PROBLEM DESCRIPTION: Collect every line in the listing below that contains the string "shower". Matching is case-sensitive.

----- GIVEN DATA -----

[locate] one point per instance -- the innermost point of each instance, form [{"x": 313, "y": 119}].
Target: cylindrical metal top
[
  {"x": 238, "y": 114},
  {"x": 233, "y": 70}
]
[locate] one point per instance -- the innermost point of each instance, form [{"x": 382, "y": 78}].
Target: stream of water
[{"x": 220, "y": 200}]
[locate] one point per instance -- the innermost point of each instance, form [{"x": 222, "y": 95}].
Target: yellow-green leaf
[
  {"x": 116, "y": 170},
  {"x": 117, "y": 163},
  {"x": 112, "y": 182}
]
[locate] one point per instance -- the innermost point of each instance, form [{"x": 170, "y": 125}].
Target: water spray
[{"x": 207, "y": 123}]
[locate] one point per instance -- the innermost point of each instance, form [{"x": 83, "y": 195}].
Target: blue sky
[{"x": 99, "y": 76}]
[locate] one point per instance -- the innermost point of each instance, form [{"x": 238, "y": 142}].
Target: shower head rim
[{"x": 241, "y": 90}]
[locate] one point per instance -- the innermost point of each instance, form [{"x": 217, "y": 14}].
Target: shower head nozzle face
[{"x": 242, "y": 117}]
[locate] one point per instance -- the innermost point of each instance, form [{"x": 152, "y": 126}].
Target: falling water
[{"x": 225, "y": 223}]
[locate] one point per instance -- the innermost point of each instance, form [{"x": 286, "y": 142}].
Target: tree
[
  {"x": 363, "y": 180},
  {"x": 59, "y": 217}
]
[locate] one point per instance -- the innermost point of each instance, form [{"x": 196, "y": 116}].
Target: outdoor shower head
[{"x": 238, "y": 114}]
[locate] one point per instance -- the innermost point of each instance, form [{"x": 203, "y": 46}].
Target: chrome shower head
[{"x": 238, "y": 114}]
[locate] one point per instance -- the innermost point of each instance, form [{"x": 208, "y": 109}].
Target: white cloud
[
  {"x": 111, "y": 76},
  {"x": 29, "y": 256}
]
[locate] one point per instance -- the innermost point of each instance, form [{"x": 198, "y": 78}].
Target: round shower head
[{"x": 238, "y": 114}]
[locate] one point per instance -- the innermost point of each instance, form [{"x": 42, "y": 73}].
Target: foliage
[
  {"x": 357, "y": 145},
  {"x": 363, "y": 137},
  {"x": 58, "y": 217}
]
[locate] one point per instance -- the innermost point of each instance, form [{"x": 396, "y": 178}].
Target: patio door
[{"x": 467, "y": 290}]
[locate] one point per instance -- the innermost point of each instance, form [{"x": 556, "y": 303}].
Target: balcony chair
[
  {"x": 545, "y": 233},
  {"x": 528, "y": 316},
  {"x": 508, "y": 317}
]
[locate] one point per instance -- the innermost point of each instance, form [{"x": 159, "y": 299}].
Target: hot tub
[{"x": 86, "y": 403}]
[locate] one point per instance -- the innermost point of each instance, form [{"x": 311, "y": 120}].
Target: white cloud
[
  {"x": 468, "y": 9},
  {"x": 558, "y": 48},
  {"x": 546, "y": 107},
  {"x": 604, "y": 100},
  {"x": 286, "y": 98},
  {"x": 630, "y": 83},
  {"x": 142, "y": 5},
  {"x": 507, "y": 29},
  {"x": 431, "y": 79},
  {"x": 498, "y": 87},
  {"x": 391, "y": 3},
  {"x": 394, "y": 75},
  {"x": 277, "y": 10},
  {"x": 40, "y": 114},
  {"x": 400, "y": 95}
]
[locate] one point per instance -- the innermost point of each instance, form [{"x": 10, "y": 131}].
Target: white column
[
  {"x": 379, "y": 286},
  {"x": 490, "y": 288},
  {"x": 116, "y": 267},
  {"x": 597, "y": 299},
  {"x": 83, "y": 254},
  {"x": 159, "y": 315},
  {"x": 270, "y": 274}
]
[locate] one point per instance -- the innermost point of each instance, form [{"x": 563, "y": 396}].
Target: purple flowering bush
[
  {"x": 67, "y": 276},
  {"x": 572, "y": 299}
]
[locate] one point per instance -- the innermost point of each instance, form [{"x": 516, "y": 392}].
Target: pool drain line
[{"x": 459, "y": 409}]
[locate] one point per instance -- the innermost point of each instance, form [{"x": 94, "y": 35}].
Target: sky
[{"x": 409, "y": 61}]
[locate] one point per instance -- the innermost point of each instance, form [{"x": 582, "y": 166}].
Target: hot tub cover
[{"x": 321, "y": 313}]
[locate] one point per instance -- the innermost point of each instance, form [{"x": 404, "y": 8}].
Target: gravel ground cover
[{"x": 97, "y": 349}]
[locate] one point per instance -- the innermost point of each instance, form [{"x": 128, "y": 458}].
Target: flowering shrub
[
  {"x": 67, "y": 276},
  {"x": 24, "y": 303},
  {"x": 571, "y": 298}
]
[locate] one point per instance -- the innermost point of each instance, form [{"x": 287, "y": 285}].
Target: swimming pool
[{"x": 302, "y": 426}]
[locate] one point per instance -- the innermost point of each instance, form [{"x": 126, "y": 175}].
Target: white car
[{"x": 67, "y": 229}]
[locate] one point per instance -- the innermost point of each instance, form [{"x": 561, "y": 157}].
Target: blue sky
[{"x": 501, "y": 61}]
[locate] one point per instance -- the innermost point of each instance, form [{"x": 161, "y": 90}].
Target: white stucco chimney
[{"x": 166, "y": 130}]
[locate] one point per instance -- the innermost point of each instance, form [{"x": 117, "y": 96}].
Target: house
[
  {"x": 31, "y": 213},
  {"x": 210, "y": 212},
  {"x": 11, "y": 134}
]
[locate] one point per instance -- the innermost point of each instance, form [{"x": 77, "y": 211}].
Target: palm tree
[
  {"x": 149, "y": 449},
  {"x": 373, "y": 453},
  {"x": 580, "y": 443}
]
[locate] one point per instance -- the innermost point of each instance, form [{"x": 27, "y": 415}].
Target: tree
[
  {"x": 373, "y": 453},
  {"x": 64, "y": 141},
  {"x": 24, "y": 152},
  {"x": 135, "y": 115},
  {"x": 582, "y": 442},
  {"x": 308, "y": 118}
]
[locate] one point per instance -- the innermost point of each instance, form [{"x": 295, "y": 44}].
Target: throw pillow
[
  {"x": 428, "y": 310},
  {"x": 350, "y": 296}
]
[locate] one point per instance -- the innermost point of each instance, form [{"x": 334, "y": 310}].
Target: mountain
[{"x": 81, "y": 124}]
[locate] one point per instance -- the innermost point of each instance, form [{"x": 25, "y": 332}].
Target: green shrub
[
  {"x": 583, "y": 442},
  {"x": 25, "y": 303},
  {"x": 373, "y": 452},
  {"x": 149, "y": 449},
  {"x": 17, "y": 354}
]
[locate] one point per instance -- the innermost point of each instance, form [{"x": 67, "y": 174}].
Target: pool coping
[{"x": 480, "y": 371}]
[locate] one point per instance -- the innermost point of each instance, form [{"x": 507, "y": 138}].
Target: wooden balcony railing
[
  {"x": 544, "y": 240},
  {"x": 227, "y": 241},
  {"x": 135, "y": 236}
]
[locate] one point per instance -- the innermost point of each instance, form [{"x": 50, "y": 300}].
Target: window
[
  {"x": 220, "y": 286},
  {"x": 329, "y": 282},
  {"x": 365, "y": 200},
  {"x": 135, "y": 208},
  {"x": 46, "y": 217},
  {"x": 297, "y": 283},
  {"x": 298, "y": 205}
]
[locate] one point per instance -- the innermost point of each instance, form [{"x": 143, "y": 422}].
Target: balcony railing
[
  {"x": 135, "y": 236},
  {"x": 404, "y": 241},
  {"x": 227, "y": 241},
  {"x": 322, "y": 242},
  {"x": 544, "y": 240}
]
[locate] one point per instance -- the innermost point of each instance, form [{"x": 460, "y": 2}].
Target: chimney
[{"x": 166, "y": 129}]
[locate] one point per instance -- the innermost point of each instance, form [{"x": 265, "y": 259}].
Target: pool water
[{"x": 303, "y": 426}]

-----

FINISHED ANSWER:
Target: shower head rim
Target: shower head nozzle face
Target: outdoor shower head
Target: chrome shower head
Target: round shower head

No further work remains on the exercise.